Work to be completed> Please show every line in the records below that contains the word "resolution", copying each such line in full.

++++++

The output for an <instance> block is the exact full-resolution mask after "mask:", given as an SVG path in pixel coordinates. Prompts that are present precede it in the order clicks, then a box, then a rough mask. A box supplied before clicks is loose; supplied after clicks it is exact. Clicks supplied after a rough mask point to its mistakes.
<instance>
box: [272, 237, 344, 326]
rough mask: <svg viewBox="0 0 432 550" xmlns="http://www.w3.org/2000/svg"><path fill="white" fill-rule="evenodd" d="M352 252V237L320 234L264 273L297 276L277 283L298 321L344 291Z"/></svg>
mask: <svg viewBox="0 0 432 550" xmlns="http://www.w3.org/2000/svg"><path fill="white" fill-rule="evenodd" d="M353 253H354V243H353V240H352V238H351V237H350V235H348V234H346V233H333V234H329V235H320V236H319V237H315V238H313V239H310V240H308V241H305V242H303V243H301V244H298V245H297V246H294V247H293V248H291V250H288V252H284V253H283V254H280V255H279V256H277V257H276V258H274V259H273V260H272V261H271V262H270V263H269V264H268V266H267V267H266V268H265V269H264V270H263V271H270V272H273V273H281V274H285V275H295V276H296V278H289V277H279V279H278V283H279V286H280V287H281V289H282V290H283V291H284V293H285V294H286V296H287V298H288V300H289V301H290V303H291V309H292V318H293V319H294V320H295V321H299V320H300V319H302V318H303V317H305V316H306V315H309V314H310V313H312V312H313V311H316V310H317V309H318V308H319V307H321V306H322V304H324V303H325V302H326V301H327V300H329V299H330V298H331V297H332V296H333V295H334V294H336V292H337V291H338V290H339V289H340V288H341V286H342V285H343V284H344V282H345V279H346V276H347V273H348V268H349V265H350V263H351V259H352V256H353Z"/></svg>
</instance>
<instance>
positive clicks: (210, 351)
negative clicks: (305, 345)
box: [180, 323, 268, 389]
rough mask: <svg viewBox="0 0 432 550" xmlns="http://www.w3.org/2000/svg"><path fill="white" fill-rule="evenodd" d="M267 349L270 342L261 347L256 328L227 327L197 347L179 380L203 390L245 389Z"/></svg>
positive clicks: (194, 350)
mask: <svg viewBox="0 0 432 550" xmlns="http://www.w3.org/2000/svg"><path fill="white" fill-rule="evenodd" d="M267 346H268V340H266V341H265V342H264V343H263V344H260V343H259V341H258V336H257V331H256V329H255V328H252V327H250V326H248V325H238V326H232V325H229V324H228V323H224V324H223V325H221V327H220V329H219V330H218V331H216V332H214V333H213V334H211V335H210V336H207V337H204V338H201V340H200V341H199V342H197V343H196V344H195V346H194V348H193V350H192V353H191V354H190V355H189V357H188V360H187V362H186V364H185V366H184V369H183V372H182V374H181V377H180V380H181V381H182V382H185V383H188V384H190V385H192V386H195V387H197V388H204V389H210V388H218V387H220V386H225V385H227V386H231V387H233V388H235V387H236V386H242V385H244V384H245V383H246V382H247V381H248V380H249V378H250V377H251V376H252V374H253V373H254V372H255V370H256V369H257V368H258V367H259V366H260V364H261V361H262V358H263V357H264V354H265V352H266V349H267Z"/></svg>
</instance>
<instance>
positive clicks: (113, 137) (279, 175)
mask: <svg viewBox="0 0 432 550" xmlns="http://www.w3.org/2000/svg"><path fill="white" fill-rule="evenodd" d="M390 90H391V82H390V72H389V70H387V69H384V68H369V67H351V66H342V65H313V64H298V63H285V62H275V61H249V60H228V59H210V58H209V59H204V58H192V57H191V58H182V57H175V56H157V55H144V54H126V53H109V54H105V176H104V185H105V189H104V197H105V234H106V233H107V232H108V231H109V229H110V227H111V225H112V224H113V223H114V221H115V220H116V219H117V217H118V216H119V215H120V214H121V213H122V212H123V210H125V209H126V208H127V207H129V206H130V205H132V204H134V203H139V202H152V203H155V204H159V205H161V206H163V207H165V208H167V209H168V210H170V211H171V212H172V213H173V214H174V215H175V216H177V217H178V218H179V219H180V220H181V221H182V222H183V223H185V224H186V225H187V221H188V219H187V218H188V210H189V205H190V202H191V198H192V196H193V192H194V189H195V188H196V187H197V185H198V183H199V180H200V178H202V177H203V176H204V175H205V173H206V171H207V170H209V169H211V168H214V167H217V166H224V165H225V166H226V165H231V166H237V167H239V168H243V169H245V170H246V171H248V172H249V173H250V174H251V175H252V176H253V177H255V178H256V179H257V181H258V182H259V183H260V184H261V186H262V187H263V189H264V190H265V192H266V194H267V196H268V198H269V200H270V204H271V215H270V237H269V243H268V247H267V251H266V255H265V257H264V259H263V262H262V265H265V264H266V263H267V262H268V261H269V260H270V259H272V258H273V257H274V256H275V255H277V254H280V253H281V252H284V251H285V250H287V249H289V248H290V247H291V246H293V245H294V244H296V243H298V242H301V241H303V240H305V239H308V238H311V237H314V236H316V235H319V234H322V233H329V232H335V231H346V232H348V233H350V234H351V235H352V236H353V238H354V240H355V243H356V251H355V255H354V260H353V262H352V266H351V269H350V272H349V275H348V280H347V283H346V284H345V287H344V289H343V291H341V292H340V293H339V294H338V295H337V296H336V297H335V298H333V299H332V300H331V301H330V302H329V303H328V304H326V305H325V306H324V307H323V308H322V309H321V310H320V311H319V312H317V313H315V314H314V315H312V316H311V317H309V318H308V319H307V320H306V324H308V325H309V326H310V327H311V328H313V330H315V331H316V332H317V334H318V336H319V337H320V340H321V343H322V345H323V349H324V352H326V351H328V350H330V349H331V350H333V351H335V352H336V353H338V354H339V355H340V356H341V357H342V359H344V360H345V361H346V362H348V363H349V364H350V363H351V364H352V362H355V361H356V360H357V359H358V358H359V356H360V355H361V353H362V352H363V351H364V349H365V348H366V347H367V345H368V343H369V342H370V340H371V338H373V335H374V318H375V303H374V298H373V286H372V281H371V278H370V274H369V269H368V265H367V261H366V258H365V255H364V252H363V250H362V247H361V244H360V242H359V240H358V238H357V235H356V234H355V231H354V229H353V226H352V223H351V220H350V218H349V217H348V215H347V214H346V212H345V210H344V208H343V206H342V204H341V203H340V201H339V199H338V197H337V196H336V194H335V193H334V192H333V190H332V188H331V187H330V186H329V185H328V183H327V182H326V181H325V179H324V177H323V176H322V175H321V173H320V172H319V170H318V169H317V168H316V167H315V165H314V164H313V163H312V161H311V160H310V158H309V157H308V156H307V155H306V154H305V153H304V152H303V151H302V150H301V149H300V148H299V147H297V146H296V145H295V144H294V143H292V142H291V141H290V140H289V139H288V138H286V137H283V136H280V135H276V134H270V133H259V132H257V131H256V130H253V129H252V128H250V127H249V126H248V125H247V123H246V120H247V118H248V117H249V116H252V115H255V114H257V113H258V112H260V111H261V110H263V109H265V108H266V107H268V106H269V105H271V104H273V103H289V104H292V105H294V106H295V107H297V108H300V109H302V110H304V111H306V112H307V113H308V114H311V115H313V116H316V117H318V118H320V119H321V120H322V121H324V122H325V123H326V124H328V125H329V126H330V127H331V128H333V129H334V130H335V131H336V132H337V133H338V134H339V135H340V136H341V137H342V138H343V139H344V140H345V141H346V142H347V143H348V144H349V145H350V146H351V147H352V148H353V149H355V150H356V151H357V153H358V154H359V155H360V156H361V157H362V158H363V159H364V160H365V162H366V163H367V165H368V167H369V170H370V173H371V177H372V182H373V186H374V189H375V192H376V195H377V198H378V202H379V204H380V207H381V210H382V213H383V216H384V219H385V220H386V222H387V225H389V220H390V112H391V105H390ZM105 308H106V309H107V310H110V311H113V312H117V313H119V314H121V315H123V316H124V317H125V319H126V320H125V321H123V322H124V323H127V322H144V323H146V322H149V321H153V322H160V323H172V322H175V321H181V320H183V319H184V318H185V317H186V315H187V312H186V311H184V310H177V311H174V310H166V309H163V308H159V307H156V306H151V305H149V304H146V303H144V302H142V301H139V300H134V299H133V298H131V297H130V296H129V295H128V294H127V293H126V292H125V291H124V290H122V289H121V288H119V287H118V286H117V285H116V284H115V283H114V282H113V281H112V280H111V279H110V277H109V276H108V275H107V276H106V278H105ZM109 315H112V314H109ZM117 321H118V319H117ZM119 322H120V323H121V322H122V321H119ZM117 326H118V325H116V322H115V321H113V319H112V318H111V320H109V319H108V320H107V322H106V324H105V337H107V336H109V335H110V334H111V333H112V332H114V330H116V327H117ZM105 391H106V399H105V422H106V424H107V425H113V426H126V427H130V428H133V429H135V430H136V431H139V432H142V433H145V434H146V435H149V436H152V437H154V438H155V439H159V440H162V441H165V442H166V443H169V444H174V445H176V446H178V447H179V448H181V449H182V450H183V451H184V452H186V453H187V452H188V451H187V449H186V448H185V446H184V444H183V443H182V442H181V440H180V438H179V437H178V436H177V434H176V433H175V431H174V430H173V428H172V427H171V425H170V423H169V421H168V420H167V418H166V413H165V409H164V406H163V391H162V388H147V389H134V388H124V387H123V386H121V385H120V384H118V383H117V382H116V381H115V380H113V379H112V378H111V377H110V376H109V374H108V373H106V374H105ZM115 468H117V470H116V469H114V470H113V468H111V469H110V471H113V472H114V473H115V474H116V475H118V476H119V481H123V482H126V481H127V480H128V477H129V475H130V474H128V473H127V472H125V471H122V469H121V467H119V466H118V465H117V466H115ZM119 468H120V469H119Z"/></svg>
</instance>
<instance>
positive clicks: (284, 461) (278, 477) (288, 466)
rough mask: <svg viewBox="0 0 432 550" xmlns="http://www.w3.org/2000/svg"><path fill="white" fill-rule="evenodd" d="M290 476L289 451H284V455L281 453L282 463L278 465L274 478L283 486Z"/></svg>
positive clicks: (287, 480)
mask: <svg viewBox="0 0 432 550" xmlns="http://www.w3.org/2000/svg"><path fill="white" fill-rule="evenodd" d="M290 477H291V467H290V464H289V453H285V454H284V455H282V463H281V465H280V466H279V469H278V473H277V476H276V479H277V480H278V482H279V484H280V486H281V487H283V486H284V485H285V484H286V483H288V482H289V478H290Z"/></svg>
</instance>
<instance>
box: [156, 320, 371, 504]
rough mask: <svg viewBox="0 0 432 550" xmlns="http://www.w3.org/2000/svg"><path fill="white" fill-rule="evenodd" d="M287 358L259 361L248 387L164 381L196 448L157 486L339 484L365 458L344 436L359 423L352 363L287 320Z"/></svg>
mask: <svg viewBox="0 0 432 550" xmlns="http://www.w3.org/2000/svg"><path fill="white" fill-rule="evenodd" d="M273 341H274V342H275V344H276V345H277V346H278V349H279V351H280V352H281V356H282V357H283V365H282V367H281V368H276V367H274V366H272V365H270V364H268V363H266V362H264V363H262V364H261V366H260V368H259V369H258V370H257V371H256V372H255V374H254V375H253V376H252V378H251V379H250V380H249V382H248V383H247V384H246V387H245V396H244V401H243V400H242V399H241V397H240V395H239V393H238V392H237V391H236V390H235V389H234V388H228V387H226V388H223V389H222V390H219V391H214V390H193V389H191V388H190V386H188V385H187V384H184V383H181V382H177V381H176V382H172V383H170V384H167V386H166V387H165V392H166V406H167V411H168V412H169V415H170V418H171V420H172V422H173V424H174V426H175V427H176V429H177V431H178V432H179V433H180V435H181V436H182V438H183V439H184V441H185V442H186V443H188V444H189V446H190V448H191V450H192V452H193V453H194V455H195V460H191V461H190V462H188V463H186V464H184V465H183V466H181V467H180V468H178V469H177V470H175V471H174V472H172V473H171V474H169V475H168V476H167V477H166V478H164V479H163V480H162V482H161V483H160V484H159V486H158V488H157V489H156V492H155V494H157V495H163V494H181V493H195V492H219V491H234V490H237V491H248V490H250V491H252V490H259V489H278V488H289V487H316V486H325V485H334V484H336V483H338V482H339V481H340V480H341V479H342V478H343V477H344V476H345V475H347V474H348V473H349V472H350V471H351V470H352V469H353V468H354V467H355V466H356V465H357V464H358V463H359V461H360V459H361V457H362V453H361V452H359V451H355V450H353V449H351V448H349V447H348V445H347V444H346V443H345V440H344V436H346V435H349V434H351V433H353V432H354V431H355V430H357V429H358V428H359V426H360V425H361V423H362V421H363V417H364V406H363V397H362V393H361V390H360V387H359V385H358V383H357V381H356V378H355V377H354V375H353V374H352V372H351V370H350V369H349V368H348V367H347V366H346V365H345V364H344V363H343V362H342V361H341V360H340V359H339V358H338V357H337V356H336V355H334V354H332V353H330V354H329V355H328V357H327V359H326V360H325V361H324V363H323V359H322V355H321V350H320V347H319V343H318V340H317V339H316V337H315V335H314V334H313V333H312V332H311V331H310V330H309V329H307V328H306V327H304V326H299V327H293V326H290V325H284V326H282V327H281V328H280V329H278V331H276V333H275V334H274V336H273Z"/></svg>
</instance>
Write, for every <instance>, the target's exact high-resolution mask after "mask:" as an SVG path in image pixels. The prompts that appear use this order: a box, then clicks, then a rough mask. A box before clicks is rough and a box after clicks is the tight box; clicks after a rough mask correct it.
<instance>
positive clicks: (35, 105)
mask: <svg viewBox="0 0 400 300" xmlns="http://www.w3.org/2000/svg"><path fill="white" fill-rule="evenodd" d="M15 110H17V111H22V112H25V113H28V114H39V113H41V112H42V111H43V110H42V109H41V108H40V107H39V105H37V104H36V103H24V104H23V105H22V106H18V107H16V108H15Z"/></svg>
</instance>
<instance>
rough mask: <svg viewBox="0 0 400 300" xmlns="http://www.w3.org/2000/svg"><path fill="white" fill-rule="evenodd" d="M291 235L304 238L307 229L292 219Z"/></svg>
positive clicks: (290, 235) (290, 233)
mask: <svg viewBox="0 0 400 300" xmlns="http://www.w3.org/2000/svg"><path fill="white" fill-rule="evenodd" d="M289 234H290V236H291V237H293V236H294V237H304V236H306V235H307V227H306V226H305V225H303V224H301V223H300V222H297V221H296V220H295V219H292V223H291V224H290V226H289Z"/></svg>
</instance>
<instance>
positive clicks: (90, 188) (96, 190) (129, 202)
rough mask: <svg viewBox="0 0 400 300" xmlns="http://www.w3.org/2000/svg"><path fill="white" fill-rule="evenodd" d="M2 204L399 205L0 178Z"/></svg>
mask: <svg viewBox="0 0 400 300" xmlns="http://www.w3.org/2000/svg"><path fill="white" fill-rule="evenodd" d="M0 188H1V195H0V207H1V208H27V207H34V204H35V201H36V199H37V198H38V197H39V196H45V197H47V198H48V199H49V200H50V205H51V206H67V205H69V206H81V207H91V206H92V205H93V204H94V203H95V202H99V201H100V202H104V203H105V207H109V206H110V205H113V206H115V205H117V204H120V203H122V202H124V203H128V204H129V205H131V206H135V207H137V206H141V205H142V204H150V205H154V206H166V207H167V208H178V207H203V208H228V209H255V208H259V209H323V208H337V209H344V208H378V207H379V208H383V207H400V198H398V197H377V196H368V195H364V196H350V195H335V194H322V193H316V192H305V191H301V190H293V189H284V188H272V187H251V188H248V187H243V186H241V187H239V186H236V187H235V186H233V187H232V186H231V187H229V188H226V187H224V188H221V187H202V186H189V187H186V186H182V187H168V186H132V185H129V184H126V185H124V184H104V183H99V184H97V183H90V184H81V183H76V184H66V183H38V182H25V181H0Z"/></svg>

++++++

Answer below>
The output for an <instance> block is the exact full-resolution mask after "mask:", given as an SVG path in pixel coordinates. Prompts that are present precede it in the order clicks, then a box, then a rough mask. A box supplied before clicks is loose; supplied after clicks it is exact. Clicks supplied after a rough mask point to its mistakes.
Write, for every <instance>, the target's exact high-resolution mask after "mask:" as an SVG path in image pixels. The prompts that appear use this order: a box, then clicks, then a rough mask. A box before clicks is rough and a box after clicks is the tight box; clicks after a rough mask correct it.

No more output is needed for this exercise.